[DATASET start]

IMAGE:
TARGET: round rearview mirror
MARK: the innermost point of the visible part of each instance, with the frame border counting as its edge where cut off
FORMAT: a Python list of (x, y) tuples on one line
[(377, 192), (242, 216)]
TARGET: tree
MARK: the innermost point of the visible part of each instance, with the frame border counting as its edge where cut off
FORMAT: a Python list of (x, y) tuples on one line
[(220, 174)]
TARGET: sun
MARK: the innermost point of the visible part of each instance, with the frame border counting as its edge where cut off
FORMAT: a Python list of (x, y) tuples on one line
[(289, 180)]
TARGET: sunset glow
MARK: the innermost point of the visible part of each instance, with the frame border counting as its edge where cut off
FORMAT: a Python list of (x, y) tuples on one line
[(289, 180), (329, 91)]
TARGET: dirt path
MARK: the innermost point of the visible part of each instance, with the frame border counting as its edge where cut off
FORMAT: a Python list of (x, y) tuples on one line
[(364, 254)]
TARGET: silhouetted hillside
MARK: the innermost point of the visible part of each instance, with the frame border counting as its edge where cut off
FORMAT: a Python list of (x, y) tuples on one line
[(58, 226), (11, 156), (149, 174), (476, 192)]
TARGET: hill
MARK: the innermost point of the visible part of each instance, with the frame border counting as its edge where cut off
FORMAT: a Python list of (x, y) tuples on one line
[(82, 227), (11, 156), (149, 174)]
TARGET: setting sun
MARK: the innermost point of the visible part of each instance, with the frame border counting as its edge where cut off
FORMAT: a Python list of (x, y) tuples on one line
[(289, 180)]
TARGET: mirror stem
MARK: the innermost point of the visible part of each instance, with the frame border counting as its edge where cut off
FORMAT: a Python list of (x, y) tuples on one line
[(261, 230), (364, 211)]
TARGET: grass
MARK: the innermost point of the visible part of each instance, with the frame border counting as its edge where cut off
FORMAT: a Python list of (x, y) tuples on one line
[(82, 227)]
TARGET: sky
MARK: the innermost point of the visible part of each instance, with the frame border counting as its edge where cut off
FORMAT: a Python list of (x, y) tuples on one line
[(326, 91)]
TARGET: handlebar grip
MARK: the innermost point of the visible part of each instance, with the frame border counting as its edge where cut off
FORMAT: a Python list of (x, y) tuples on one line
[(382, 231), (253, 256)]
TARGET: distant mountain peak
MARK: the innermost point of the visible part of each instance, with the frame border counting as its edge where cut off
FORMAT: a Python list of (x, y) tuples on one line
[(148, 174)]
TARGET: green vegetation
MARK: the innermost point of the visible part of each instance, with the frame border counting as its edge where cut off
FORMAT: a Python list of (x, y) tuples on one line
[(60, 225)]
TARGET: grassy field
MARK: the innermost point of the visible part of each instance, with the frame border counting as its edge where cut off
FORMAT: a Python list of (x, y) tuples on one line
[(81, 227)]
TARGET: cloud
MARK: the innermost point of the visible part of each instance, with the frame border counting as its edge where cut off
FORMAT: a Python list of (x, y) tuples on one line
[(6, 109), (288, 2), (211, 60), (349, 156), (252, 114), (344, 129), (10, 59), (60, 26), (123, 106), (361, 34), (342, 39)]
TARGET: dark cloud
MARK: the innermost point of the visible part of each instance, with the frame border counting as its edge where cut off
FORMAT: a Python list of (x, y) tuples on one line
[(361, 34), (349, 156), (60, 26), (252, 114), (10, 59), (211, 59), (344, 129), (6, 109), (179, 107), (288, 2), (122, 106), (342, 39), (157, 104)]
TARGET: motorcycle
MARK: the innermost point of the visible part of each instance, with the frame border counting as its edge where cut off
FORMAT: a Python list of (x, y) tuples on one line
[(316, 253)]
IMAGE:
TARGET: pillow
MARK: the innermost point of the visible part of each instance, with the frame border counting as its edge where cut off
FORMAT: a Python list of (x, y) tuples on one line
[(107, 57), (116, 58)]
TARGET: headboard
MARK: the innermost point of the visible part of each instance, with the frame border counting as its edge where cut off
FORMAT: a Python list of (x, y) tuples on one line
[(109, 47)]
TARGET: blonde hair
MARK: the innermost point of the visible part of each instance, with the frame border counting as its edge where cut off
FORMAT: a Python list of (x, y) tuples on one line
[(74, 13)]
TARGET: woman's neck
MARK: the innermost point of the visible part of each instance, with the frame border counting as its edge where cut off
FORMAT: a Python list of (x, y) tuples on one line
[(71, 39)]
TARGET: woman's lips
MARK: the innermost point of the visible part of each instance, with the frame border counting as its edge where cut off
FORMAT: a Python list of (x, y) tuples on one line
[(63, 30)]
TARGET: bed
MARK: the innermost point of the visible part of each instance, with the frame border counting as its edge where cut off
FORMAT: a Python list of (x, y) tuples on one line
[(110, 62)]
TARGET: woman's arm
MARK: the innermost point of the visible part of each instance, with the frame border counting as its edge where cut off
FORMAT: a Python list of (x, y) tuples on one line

[DATASET end]

**WHAT TO WORK ON**
Please express the listing between the lines holding "TARGET: grassy field" and "[(81, 227)]", inclusive, as a two-column CSV with the headers input and output. Put the text in one quoted input field and its answer in one quoted output field, with line breaks turned into spaces.

**SOLUTION FOR THIS TASK**
input,output
"TARGET: grassy field MARK: the innermost point of the visible part of each instance, with the frame border counting as its edge where cut off FORMAT: a Python list of (x, y) tuples on one line","[(81, 227)]"